EXERCISE DESCRIPTION:
Reproduce the data exactly.

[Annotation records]
____________________

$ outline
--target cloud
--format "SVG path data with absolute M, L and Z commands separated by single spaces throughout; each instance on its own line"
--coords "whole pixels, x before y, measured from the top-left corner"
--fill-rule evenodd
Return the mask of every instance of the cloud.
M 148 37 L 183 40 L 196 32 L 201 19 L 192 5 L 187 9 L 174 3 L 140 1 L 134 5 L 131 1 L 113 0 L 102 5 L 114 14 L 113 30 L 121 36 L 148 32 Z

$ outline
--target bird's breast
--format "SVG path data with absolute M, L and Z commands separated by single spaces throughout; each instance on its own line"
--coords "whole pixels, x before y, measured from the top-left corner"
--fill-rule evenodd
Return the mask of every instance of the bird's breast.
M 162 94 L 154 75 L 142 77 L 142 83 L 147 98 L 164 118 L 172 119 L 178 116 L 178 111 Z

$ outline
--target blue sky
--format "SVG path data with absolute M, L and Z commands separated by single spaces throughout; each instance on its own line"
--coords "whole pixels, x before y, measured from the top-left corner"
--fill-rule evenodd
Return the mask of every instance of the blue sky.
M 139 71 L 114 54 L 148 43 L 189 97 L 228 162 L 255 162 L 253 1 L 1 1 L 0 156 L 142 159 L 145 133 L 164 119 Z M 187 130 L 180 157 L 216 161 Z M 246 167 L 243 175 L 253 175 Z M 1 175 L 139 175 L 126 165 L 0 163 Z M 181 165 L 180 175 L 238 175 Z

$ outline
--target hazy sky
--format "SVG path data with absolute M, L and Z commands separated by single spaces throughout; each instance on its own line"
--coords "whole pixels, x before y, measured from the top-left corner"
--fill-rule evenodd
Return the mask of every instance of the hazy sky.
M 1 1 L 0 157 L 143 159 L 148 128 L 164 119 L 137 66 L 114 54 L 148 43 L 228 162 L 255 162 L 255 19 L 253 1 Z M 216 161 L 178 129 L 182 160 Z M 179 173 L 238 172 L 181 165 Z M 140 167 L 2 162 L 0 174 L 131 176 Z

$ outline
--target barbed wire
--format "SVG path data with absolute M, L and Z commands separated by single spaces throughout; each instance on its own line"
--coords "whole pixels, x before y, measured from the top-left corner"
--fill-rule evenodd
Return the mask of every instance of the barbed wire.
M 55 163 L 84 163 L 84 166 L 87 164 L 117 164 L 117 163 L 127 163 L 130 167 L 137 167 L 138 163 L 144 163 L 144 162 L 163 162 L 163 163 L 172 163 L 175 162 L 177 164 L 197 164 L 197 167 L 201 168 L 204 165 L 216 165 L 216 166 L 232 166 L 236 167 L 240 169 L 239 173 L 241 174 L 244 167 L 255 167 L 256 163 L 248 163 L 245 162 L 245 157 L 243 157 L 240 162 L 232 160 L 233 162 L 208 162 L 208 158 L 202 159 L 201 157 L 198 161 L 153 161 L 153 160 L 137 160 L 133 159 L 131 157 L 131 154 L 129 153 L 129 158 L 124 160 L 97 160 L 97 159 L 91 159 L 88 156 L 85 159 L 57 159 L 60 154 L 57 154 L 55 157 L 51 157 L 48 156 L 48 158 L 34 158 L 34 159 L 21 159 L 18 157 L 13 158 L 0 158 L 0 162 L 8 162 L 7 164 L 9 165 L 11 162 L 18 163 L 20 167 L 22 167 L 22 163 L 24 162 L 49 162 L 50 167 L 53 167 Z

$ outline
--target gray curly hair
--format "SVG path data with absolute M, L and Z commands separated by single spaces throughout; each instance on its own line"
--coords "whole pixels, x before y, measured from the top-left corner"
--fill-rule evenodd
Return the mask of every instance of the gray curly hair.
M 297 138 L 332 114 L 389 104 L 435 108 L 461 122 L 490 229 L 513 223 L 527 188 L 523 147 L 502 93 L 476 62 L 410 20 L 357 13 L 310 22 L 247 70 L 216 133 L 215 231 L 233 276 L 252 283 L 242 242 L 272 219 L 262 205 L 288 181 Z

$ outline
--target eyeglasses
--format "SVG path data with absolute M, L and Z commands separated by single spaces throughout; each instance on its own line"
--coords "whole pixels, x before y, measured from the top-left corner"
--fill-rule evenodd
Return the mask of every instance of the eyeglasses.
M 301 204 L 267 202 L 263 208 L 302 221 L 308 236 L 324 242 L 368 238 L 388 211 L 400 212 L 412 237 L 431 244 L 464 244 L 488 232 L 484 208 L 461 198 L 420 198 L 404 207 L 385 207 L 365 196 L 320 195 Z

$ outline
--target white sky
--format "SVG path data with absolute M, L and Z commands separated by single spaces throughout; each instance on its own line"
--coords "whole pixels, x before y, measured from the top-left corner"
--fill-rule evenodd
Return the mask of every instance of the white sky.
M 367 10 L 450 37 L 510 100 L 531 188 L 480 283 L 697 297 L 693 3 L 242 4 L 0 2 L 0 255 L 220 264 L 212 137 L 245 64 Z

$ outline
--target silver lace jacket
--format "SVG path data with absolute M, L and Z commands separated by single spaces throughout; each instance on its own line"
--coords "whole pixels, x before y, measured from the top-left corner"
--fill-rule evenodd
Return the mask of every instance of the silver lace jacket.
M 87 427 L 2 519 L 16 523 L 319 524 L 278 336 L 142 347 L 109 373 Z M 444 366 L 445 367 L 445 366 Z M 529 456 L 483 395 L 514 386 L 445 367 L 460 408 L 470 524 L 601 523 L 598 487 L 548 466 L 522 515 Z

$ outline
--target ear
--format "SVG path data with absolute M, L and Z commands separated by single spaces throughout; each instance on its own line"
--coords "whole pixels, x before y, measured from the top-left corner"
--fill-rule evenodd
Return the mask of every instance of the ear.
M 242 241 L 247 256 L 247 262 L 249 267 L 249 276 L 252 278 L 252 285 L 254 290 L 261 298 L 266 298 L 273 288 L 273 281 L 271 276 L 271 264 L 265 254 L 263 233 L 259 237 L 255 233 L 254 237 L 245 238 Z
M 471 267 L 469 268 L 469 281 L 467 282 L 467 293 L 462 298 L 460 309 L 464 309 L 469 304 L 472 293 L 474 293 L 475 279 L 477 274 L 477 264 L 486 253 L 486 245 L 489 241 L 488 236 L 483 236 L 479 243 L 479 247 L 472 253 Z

____________________

THE REPLY:
$ outline
--target cloud
--format "SVG path data with absolute M, L and Z commands separated by single spaces throughout; each instance on its own line"
--coords "whole pixels, x before y, measured from the top-left corner"
--fill-rule evenodd
Return the mask of every instance of the cloud.
M 148 37 L 183 40 L 196 32 L 201 19 L 192 5 L 187 9 L 174 3 L 140 1 L 134 5 L 131 1 L 113 0 L 102 5 L 114 14 L 113 30 L 121 36 L 148 32 Z

$ outline
--target bird's breast
--format "SVG path data with absolute M, L and Z commands separated by single spaces throughout; each instance on its own line"
--coords "whole pixels, x before y, measured from the top-left corner"
--fill-rule evenodd
Return the mask of every instance of the bird's breast.
M 162 94 L 154 75 L 142 77 L 142 83 L 147 98 L 164 118 L 172 119 L 178 116 L 178 111 Z

$ outline
--target blue sky
--format "SVG path data with absolute M, L and Z commands separated by single spaces throughout; each instance on its own line"
--coords "whole pixels, x before y, measured from the top-left corner"
--fill-rule evenodd
Return the mask of every instance of the blue sky.
M 139 71 L 114 54 L 148 43 L 189 97 L 228 162 L 255 162 L 253 1 L 1 1 L 0 156 L 142 159 L 145 133 L 164 119 Z M 187 130 L 180 157 L 216 161 Z M 246 167 L 243 175 L 253 175 Z M 1 175 L 139 175 L 126 165 L 0 163 Z M 181 165 L 180 175 L 238 175 Z

$ outline
--target hazy sky
--format "SVG path data with absolute M, L and Z commands separated by single spaces throughout; each instance on its own line"
--coords "whole pixels, x before y, measured from the top-left corner"
--fill-rule evenodd
Return the mask of every instance of the hazy sky.
M 1 1 L 0 157 L 143 159 L 148 128 L 164 119 L 137 66 L 114 54 L 148 43 L 228 162 L 255 162 L 255 19 L 253 1 Z M 216 161 L 178 129 L 182 160 Z M 179 173 L 238 172 L 181 165 Z M 140 167 L 2 162 L 0 174 L 131 176 Z

$ outline
--target barbed wire
--format "SVG path data with absolute M, L and Z commands separated by single spaces throughout; each instance on its own line"
--coords "whole pixels, x before y, measured from the top-left corner"
--fill-rule evenodd
Return the mask of every instance of the barbed wire.
M 55 163 L 84 163 L 84 166 L 87 164 L 117 164 L 117 163 L 127 163 L 130 167 L 137 167 L 138 163 L 144 163 L 144 162 L 163 162 L 163 163 L 172 163 L 175 162 L 177 164 L 197 164 L 197 167 L 201 168 L 204 165 L 216 165 L 216 166 L 232 166 L 236 167 L 240 169 L 239 173 L 241 174 L 244 167 L 255 167 L 256 163 L 248 163 L 245 162 L 245 157 L 243 157 L 240 162 L 232 160 L 233 162 L 208 162 L 208 158 L 202 159 L 201 157 L 198 161 L 153 161 L 153 160 L 137 160 L 133 159 L 131 157 L 131 154 L 129 153 L 129 158 L 124 160 L 97 160 L 97 159 L 91 159 L 88 156 L 85 159 L 57 159 L 60 154 L 57 154 L 55 157 L 51 157 L 48 156 L 48 158 L 34 158 L 34 159 L 21 159 L 18 157 L 13 158 L 0 158 L 0 162 L 8 162 L 7 164 L 9 165 L 11 162 L 18 163 L 20 167 L 22 167 L 22 163 L 24 162 L 49 162 L 50 167 L 53 167 Z

$ outline
--target gray curly hair
--format "SVG path data with absolute M, L and Z commands separated by single spaces throughout; each instance on its own line"
--coords "whole pixels, x before y, measured from the top-left corner"
--fill-rule evenodd
Return the mask of every instance of the gray curly hair.
M 297 138 L 332 114 L 389 104 L 435 108 L 461 122 L 490 229 L 513 223 L 527 188 L 523 147 L 502 93 L 476 62 L 410 20 L 357 13 L 310 22 L 247 70 L 216 133 L 215 231 L 233 276 L 252 283 L 242 242 L 272 219 L 262 205 L 288 181 Z

$ outline
--target eyeglasses
--format "SVG path data with absolute M, L and Z commands separated by single spaces throughout; each instance on its own line"
--coords "whole pixels, x before y, measured from the top-left corner"
--fill-rule evenodd
Return the mask of every instance of the eyeglasses.
M 301 204 L 267 202 L 263 208 L 302 221 L 308 236 L 324 242 L 368 238 L 388 211 L 400 212 L 412 237 L 431 244 L 464 244 L 488 232 L 484 208 L 461 198 L 420 198 L 404 207 L 385 207 L 365 196 L 320 195 Z

$ outline
--target white sky
--format "SVG path data with absolute M, L and Z commands separated by single spaces throughout; each instance on its own line"
--coords "whole pixels, x before y, measured from the top-left corner"
--fill-rule evenodd
Return the mask of every instance of the white sky.
M 367 10 L 450 37 L 510 100 L 531 188 L 480 283 L 697 297 L 693 3 L 242 4 L 0 2 L 0 255 L 220 264 L 212 137 L 245 64 Z

$ outline
--target silver lace jacket
--format "SVG path data with absolute M, L and Z commands separated by single spaces throughout; each instance on its own line"
--coords "whole pixels, x before y, measured from the top-left corner"
--fill-rule evenodd
Return the mask of every instance of the silver lace jacket.
M 87 427 L 2 519 L 16 523 L 319 524 L 278 336 L 142 347 L 109 373 Z M 444 366 L 445 367 L 445 366 Z M 529 456 L 483 395 L 514 386 L 445 367 L 460 408 L 470 524 L 601 523 L 598 487 L 548 466 L 522 515 Z

$ outline
--target ear
--format "SVG path data with absolute M, L and Z commands separated by single spaces throughout; each instance on its own line"
--coords "whole pixels, x before y, measured from the top-left corner"
--fill-rule evenodd
Return the mask of every instance of the ear.
M 242 241 L 247 256 L 247 262 L 249 267 L 249 276 L 252 278 L 252 285 L 254 290 L 261 298 L 266 298 L 273 288 L 273 281 L 271 276 L 271 264 L 265 254 L 263 233 L 259 237 L 255 233 L 254 237 L 245 238 Z
M 471 267 L 469 268 L 469 281 L 467 282 L 467 293 L 462 298 L 460 309 L 464 309 L 469 304 L 472 293 L 474 293 L 475 279 L 477 274 L 477 264 L 486 253 L 486 245 L 489 241 L 488 236 L 483 236 L 479 243 L 479 247 L 472 253 Z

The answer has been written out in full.